- _Document segment_
<<<<

Plant species in the veronica family

Penstemon palmeri, known as scented penstemon or Palmer penstemon, is a perennial plant in the veronica family that grows widely in the western United States. It is notable for its showy, rounded flowers, and for being one of the few scented penstemons.

==Description==
Scented penstemons have flowering stems that grow 43 to 140 cm, but that may sometimes reach as much as 2 m. Each plant will have one to a few stems that are hairless and glaucous. They grow from a taproot topped with a large crown. The leaves are generally oppositely arranged and have toothed margins. The inflorescence is a panicle or raceme with small bracts.

The flower has a five-lobed calyx of sepals and a cylindrical corolla which may have an expanded throat. The staminode is partially hairy. The showy, rounded flower has large pink to violet to blue-purple petals and is fragrant, which distinguishes it from other, similar-looking penstemon. Occasional specimens are red, yellow, or white flowered.

==Taxonomy==
In 1868 the botanist Asa Gray described a species which he named Penstemon palmeri. It is classified in the genus Penstemon as part of the Plantaginaceae family. It has one homotypic synonym, Penstemon palmeri subsp. typicus described by David D. Keck in 1937 that is not considered validly published.

===Varieties===
There are three Penstemon palmeri varieties.

>>>>

- _Exercise brief_
Reproduce the passage on scented penstemon word for word, everything from "The flower has" down to "or white flowered.".

- _Data excerpt_
<<<<

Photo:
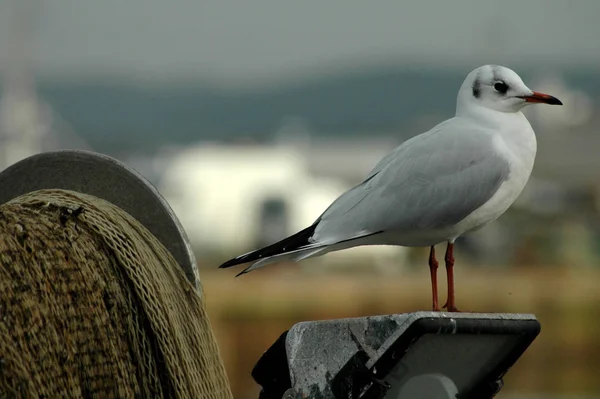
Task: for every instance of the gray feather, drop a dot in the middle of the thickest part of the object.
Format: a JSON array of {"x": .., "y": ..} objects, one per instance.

>>>>

- _Solution for this exercise_
The flower has a five-lobed calyx of sepals and a cylindrical corolla which may have an expanded throat. The staminode is partially hairy. The showy, rounded flower has large pink to violet to blue-purple petals and is fragrant, which distinguishes it from other, similar-looking penstemon. Occasional specimens are red, yellow, or white flowered.